_DOCUMENT EXCERPT_.
I like kanji! So much that I learned all 2045 from the 5th edition of RTK ("Remembering the Kanji" by James Heisig). I learned them by coming up with a simple "story" involving their components, so-called mnemonics. I added my stories on the (very good) site kanji.koohii.com, and (according to the stats) practiced them over 20,000 times in daily reviews. Yeah.

Unfortunately, Koohii had no way to actually draw the kanji on the website, so I built the habit of hand-drawing them on paper every time that I reviewed them — resulting in a college block with enough pages filled with kanji to redecorate my walls, probably. But it also meant sitting down at home every day drawing 40, 50, 60 kanji on paper, after work. And I didn't even notice when I was starting to draw some of them wrong, since nobody was there to tell me.

AI

When I started learning Japanese, AI was not yet very usable for learning the language. While you could ask it about grammar concepts or unknown words, it wasn't always very clear whether the answer it gave you was actually right or not.

And while opinions about AI still strongly diverge depending on who you talk to, the fact is that AI is now a very useful tool for learning Japanese. It can help you understand not only complex sentences or unknown grammar structures, but also idioms or dialects that you would simply not find in a dictionary at all. But learning with AI chatbots is still limited by the AI not remembering what you already know and what you don't ("please don't use romaji!"), its missing context on who you are ("explain for N3 level learner") and what you're looking at ("explain this sentence I found in a video about..."). That friction alone sometimes stops me from actually looking stuff up in practice.

And there we are. You might have experienced these problems in your learning routines too. And since this is an article on Nekonbini you might be guessing what comes next.

One Nekonbini to rule them all!

Take all of the points above, combine them into one unified learning app, and there you have it — Nekonbini! Initially created as an "add furigana to text" web app for me and my girlfriend, it quickly developed further and further as a private project.

[Records from a dataset]
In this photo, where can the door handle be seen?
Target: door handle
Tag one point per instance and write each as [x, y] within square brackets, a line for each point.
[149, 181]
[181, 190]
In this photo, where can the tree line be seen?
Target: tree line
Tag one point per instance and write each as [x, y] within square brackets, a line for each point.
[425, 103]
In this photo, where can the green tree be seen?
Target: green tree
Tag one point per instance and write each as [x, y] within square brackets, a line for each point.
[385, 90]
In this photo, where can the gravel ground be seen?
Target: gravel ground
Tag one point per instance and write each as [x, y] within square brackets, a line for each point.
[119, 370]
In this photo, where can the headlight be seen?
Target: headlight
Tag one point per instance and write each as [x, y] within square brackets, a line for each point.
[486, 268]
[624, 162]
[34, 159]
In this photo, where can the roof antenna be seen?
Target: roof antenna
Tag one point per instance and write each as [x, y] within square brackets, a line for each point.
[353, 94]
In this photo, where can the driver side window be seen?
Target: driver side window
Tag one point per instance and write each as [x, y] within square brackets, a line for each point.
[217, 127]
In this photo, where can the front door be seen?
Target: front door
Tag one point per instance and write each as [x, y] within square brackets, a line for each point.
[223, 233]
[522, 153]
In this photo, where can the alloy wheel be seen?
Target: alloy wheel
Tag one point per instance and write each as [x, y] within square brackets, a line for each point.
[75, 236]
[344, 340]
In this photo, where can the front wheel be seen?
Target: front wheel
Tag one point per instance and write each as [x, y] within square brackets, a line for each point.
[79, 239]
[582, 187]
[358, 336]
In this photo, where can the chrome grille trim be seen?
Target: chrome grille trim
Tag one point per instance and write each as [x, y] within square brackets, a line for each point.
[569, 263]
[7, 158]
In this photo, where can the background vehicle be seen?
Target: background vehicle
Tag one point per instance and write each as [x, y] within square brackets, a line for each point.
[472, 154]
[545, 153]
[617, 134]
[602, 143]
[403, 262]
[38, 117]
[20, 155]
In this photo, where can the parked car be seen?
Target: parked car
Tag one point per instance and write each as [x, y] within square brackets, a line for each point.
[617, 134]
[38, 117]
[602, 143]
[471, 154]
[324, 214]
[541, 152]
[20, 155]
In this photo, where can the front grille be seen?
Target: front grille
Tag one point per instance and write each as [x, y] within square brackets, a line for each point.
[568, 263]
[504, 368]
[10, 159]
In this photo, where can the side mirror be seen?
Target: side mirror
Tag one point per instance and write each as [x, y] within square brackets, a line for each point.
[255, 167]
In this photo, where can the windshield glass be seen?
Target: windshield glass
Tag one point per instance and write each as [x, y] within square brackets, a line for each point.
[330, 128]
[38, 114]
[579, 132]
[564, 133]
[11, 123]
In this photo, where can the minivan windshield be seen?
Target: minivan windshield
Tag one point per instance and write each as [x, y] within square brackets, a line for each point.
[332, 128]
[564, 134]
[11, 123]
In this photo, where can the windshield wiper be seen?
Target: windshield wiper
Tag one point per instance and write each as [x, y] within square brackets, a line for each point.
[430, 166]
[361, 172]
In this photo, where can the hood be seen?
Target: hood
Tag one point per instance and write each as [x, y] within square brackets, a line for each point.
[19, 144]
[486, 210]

_TASK ITEM 1_.
In the Nekonbini article, what was Nekonbini first created as?
_TASK ITEM 2_.
Repeat the Nekonbini article starting with "Unfortunately, Koohii had" and going on through "right or not.".
_TASK ITEM 3_.
List every thing that the Nekonbini article says AI can help you understand.

_TASK RESPONSE 1_.
An "add furigana to text" web app for the writer and the writer's girlfriend.

_TASK RESPONSE 2_.
Unfortunately, Koohii had no way to actually draw the kanji on the website, so I built the habit of hand-drawing them on paper every time that I reviewed them — resulting in a college block with enough pages filled with kanji to redecorate my walls, probably. But it also meant sitting down at home every day drawing 40, 50, 60 kanji on paper, after work. And I didn't even notice when I was starting to draw some of them wrong, since nobody was there to tell me.

AI

When I started learning Japanese, AI was not yet very usable for learning the language. While you could ask it about grammar concepts or unknown words, it wasn't always very clear whether the answer it gave you was actually right or not.

_TASK RESPONSE 3_.
Complex sentences, unknown grammar structures, idioms, dialects